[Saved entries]
⁂

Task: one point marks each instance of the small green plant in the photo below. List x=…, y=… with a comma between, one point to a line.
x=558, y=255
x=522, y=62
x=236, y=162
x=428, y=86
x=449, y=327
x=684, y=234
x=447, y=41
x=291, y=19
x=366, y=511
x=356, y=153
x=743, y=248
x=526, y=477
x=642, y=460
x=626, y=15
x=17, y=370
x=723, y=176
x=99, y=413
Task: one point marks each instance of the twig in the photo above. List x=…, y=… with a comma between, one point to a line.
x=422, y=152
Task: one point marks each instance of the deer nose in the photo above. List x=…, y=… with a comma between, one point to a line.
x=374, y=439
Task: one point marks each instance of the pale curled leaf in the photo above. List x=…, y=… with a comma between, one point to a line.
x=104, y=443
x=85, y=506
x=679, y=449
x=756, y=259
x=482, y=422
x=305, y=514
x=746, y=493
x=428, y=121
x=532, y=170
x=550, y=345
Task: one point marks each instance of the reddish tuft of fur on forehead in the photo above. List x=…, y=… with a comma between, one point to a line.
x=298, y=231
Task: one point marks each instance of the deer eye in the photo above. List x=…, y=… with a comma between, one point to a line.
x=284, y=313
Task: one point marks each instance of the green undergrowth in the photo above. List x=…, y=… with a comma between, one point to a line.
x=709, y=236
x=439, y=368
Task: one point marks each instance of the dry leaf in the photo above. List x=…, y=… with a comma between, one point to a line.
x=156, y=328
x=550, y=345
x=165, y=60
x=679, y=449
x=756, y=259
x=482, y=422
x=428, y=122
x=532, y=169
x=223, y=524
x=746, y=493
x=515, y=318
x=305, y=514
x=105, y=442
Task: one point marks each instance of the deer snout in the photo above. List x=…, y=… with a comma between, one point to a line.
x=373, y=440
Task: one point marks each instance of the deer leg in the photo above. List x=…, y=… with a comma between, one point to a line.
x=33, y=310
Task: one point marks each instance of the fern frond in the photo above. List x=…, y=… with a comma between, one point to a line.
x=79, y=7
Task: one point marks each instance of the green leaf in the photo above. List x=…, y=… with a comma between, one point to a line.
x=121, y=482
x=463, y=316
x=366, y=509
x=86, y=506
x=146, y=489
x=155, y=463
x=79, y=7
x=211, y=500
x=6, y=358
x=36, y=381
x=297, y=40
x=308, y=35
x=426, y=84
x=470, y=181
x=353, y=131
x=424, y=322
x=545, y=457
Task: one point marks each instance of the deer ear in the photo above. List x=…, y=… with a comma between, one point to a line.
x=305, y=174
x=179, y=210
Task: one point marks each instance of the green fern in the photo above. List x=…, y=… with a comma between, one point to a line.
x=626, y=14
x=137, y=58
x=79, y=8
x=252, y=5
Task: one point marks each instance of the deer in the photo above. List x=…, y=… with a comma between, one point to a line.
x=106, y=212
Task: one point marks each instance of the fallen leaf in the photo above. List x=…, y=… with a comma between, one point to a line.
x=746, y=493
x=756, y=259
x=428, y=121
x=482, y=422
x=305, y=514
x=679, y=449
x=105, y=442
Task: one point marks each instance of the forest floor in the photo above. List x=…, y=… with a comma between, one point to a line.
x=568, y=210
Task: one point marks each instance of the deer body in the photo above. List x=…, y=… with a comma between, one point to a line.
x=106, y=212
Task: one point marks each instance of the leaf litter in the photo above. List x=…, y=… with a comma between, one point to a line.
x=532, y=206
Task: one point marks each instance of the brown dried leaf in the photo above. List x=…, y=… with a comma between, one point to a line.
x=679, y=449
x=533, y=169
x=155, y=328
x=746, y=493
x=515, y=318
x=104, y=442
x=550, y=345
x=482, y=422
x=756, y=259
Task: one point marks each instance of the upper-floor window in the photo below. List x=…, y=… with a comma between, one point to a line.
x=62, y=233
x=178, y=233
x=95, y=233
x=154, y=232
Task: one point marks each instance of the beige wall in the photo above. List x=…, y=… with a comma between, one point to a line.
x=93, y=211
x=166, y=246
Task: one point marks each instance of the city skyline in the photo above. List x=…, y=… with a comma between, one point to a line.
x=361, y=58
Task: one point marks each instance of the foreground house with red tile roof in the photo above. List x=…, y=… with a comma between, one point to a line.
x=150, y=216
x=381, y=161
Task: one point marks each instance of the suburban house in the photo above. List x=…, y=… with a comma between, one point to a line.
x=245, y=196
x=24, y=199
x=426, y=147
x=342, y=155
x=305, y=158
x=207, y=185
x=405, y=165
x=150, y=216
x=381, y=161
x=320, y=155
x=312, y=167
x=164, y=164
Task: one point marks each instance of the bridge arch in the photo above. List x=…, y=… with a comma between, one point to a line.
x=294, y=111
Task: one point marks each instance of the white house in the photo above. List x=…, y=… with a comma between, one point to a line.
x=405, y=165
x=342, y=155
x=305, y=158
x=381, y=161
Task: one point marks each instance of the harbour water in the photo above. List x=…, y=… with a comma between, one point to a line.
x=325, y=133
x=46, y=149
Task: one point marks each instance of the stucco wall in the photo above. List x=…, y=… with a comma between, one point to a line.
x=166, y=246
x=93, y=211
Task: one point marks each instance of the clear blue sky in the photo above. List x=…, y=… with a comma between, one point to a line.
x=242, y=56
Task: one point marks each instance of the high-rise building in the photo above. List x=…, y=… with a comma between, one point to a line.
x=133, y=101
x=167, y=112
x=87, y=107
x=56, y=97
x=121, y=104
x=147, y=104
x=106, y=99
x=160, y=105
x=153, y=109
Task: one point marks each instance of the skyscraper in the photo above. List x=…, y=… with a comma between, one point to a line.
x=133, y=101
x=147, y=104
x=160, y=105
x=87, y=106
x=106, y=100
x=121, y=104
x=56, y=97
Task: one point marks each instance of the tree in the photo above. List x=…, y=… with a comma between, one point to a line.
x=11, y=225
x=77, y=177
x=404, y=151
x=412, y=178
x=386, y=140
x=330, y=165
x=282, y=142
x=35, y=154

⁂

▸ **WHAT IS ASKED**: Copy out the whole listing above word for word, from its first line through its last.

▸ **WORKED ANSWER**:
Task: one point marks each instance of the small green plant in the photo below. List x=…, y=… with a comma between, one point to a line.
x=558, y=255
x=522, y=62
x=236, y=162
x=428, y=86
x=449, y=327
x=684, y=234
x=447, y=41
x=291, y=19
x=366, y=511
x=356, y=153
x=743, y=248
x=526, y=477
x=642, y=460
x=626, y=15
x=17, y=370
x=723, y=176
x=99, y=413
Task: one point marks each instance of the twig in the photo above. List x=…, y=… with a comma between, one point to a line.
x=422, y=152
Task: one point marks each instance of the deer nose in the photo above. List x=…, y=… with a comma between, one point to a line.
x=374, y=439
Task: one point marks each instance of the pale curled leaf in the photo above. List x=…, y=… with a comma between, one point to a line.
x=104, y=443
x=85, y=506
x=679, y=449
x=756, y=259
x=482, y=422
x=305, y=514
x=746, y=493
x=428, y=121
x=532, y=170
x=550, y=345
Task: one point marks each instance of the reddish tuft of fur on forehead in the photo above. List x=…, y=… with a comma between, one point to a line.
x=298, y=231
Task: one point marks each instance of the deer eye in the photo above. List x=…, y=… with a comma between, one point to a line.
x=284, y=313
Task: one point marks each instance of the green undergrowth in the photo above. List x=…, y=… with a comma between, one point to a line.
x=709, y=236
x=439, y=368
Task: one point marks each instance of the dry leaf in the photo above. List x=…, y=… with a comma between, one point to a line.
x=156, y=328
x=550, y=345
x=165, y=60
x=679, y=449
x=756, y=259
x=482, y=422
x=428, y=122
x=532, y=169
x=223, y=524
x=746, y=493
x=515, y=318
x=305, y=514
x=105, y=442
Task: one point marks each instance of the deer snout in the photo above. List x=…, y=… with a comma between, one point to a line.
x=373, y=440
Task: one point marks each instance of the deer leg in the photo above. List x=…, y=… with a comma between, one point to a line.
x=33, y=310
Task: one point marks each instance of the fern frond in the photo above. List x=…, y=… with a comma between, one point to a line.
x=79, y=7
Task: one point marks each instance of the green leaf in the photo above. List x=…, y=… with a comma between, one point to a line.
x=121, y=482
x=463, y=316
x=366, y=509
x=86, y=506
x=146, y=489
x=155, y=463
x=79, y=7
x=211, y=500
x=6, y=358
x=36, y=381
x=297, y=40
x=308, y=35
x=426, y=84
x=470, y=181
x=353, y=131
x=424, y=322
x=545, y=457
Task: one point marks each instance of the deer ear in the photo above. List x=…, y=… with a comma between, one point to a line.
x=305, y=174
x=179, y=210
Task: one point marks each instance of the green fern in the photo above. List x=…, y=… with a comma between, one point to a line.
x=626, y=14
x=137, y=58
x=79, y=8
x=252, y=5
Task: one point marks each instance of the deer in the photo above. List x=…, y=… with a comma between, one point to a line.
x=106, y=212
Task: one point marks each instance of the fallen leaf in the photo above. List x=…, y=… with a comma between, one point to a line.
x=746, y=493
x=756, y=259
x=428, y=121
x=482, y=422
x=305, y=514
x=679, y=449
x=105, y=442
Task: one point marks each instance of the forest floor in the photo above. List x=…, y=… with a comma between, one point to a line.
x=568, y=210
Task: one point marks each instance of the deer body in the photo above. List x=…, y=… with a comma between, one point to a line.
x=106, y=212
Task: one point marks each instance of the leaf litter in the photo above. List x=…, y=… with a comma between, one point to a line.
x=532, y=206
Task: one point marks each instance of the brown dried leaf in the photo above. List x=…, y=… with a comma between, one point to a line.
x=679, y=449
x=533, y=169
x=155, y=328
x=746, y=493
x=515, y=318
x=104, y=442
x=550, y=345
x=482, y=422
x=756, y=259
Task: one point marks each instance of the upper-floor window in the photo below. List x=…, y=… with a comma between, one point to a line.
x=62, y=233
x=178, y=233
x=95, y=233
x=154, y=232
Task: one point marks each instance of the beige wall in the photo above. List x=…, y=… with a comma between, one point to a line.
x=93, y=211
x=166, y=246
Task: one point marks each instance of the city skyline in the photo above. List x=…, y=… with a comma between, one point to a line.
x=361, y=58
Task: one point marks each instance of the foreground house with red tile roof in the photo above. List x=…, y=… with a comma between, one point to a line.
x=150, y=216
x=381, y=161
Task: one point marks each instance of the suburban house in the photo above. List x=…, y=… with a comma between, one point to a line.
x=245, y=196
x=24, y=199
x=426, y=147
x=342, y=155
x=305, y=158
x=207, y=185
x=405, y=165
x=150, y=216
x=381, y=161
x=320, y=155
x=312, y=167
x=164, y=164
Task: one point marks each instance of the bridge arch in the photo above. List x=…, y=… with a comma between, one point to a line.
x=294, y=111
Task: one point marks each instance of the white house in the photo above. List x=…, y=… with a comma between, one point to a line.
x=405, y=165
x=342, y=155
x=305, y=158
x=381, y=161
Task: one point marks each instance of the harbour water in the photo above. List x=…, y=… with a comma between, one point to a line.
x=325, y=133
x=46, y=149
Task: one point marks each instance of the stucco wall in the photo above. List x=…, y=… with a comma between, one point to a line.
x=166, y=246
x=93, y=211
Task: one point marks each instance of the clear blue sky in the photo above. List x=…, y=… with a comma between, one point to a line.
x=242, y=56
Task: one point marks each instance of the high-rise building in the photo above. List x=…, y=… with a comma between, one point to a line.
x=133, y=101
x=167, y=112
x=87, y=107
x=56, y=97
x=121, y=104
x=147, y=104
x=106, y=99
x=160, y=105
x=153, y=109
Task: one point marks each instance of the skyscraper in the photo above. List x=…, y=… with a comma between, one point to a line.
x=133, y=101
x=147, y=104
x=160, y=105
x=87, y=106
x=106, y=100
x=121, y=104
x=56, y=97
Task: one point marks each instance of the tree in the photo above. List x=…, y=… with a comma between, one point to a line.
x=11, y=225
x=77, y=177
x=404, y=151
x=412, y=178
x=386, y=140
x=330, y=165
x=282, y=142
x=35, y=154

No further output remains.